**EXERCISE GOAL**
Count how many lines of the items below contain the string "Target", and give only that number.

**RECORDS SHOWN**
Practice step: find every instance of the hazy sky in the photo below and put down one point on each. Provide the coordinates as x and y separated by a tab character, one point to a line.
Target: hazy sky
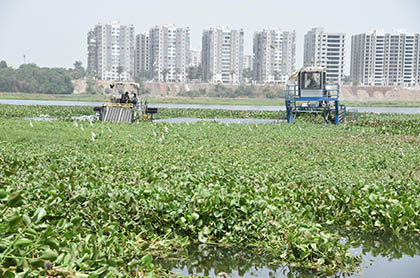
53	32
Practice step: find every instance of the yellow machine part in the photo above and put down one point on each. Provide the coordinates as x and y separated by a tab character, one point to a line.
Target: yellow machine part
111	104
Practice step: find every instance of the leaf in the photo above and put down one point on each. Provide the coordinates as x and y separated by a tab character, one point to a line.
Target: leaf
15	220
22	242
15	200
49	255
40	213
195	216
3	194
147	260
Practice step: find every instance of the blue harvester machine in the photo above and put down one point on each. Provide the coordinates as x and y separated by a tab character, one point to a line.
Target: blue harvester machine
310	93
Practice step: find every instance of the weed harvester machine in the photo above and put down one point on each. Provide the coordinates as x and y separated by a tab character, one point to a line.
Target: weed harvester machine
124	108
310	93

...

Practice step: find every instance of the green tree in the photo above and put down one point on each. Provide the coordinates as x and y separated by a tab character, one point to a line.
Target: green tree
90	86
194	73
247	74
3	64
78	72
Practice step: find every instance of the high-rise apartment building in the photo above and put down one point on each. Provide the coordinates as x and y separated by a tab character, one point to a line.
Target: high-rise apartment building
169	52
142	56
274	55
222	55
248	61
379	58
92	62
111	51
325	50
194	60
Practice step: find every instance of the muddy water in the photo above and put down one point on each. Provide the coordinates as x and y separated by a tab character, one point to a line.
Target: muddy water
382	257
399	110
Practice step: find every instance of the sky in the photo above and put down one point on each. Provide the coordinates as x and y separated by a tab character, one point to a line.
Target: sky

**SOLUTION TO THE EXERCISE**
9